- _Written task_
Locate each line in the records below that contains the word "reflection" and copy those lines out. Treat case as significant.

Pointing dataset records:
┄┄┄┄┄┄
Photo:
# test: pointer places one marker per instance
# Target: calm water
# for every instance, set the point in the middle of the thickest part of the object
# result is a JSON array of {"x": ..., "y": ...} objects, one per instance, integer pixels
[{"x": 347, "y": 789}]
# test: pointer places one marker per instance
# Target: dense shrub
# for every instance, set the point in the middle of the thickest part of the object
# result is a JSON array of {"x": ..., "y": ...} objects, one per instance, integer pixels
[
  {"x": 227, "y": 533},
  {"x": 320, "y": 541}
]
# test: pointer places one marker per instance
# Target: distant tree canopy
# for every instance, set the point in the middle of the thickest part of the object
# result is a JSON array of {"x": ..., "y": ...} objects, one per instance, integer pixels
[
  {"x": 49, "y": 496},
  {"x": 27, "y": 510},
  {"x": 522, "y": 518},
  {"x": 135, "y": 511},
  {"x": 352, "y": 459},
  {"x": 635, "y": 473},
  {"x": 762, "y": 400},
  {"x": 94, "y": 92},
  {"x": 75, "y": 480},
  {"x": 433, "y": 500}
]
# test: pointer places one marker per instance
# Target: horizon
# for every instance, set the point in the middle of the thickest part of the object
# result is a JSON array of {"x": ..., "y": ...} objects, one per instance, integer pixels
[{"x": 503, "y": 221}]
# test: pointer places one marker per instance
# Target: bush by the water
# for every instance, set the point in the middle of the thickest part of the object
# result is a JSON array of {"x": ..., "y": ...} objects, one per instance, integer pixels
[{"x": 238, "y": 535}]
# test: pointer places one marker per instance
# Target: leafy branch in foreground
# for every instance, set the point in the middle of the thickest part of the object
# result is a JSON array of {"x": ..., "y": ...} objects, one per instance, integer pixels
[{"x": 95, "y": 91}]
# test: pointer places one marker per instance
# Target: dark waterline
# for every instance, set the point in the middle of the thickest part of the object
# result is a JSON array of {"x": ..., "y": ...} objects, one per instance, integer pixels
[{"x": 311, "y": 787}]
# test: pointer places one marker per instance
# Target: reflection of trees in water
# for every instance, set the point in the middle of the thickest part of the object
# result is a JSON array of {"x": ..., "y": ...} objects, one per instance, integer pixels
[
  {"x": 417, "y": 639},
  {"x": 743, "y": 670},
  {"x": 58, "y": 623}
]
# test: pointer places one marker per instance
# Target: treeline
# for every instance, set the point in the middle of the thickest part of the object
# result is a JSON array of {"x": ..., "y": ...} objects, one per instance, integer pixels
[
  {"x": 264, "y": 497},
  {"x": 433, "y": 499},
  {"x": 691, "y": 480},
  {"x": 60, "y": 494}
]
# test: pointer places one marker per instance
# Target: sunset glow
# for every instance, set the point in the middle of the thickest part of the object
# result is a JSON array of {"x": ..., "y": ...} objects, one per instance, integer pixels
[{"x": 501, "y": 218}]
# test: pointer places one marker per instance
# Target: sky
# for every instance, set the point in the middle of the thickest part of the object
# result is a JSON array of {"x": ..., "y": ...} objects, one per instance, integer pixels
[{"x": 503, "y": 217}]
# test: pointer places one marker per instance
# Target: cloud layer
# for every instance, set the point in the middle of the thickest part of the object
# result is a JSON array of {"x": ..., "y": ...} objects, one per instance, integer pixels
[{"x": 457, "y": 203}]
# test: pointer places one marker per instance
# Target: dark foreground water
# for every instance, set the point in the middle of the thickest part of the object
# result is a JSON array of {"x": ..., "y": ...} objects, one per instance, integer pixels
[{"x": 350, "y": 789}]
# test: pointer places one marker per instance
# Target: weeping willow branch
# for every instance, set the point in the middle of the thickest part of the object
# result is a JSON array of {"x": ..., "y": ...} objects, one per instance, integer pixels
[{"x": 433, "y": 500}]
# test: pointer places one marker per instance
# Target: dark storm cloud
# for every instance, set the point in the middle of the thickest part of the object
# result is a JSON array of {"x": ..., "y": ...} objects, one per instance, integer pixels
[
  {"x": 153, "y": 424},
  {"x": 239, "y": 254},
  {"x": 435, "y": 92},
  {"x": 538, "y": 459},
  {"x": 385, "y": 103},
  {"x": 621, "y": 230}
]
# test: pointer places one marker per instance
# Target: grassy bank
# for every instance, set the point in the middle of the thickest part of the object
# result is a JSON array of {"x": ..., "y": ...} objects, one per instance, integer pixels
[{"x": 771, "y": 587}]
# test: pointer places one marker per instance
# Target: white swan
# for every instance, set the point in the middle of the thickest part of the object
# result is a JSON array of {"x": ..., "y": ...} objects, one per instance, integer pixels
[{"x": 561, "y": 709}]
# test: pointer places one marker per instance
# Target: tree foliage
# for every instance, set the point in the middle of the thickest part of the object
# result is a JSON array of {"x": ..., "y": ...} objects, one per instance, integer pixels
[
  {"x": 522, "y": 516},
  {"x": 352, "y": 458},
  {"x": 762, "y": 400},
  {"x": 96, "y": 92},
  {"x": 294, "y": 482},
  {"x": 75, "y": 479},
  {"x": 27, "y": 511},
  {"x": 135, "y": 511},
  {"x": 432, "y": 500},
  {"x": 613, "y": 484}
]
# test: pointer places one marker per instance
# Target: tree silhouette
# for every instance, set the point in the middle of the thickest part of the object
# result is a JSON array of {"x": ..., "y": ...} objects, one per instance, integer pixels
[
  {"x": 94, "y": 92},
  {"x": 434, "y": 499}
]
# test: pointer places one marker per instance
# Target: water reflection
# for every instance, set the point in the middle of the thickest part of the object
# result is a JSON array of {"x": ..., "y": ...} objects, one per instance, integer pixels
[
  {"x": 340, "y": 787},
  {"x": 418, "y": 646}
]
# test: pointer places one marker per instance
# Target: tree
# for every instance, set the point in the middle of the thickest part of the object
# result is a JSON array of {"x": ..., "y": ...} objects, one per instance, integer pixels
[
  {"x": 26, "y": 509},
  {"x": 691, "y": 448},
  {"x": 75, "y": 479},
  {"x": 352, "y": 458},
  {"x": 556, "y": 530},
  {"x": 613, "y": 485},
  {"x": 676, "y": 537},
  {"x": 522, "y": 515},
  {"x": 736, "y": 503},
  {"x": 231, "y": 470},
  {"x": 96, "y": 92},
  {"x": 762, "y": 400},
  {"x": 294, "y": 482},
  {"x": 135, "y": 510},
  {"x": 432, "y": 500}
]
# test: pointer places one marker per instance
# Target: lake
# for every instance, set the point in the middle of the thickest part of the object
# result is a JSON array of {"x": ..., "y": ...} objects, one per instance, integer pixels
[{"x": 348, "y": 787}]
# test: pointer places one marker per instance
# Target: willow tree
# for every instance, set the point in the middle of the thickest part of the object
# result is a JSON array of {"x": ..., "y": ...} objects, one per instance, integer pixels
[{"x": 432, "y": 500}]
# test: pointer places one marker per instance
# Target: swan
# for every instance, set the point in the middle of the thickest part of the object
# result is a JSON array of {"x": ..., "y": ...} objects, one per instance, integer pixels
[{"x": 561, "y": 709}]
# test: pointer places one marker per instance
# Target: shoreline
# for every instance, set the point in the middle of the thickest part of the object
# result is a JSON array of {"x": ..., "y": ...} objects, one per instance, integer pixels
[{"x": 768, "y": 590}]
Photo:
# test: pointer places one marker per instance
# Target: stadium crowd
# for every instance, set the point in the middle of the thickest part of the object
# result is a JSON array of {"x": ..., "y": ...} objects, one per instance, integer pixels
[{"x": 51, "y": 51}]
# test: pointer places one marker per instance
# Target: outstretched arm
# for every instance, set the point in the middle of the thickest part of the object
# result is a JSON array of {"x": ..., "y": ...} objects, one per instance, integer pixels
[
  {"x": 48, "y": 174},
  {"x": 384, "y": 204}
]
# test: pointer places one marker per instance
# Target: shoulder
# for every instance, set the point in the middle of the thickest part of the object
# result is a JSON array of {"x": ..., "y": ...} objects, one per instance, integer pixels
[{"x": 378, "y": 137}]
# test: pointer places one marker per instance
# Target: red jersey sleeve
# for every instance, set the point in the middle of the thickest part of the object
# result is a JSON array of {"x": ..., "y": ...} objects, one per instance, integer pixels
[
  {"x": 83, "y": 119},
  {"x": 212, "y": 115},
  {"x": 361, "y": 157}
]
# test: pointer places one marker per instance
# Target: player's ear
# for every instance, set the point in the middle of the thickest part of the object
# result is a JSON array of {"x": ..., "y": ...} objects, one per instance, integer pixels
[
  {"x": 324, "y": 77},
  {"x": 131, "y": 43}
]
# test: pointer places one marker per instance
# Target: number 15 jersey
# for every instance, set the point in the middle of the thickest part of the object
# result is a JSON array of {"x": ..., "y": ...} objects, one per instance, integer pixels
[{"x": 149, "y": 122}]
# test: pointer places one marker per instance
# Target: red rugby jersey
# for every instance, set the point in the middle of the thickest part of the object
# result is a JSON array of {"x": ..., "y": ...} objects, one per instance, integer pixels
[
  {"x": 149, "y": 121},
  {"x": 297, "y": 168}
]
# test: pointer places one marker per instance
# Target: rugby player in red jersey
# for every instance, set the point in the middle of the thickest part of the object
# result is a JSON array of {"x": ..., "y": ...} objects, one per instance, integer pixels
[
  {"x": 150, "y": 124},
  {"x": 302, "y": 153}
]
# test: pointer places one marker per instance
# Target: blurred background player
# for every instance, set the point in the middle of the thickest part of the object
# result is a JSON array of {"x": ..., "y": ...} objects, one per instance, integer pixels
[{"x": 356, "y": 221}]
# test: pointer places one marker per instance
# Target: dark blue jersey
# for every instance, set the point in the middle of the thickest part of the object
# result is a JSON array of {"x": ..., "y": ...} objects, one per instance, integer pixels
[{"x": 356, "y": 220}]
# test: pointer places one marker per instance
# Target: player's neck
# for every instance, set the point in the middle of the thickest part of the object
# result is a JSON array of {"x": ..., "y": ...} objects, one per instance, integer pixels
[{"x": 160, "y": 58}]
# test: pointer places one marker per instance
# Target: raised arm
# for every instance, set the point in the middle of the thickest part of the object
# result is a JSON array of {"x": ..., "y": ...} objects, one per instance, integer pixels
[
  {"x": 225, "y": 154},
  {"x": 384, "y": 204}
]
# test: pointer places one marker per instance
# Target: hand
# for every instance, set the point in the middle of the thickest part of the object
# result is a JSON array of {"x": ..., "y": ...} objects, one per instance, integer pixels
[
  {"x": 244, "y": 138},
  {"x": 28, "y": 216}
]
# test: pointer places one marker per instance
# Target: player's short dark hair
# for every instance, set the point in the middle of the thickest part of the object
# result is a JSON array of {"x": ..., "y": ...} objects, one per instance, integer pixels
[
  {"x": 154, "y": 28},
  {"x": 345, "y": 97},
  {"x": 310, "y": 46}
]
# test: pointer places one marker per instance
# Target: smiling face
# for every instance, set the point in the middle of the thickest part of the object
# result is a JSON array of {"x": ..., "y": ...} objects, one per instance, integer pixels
┄┄┄┄┄┄
- _The completed task_
# Target: reflection of trees in water
# Target: water reflection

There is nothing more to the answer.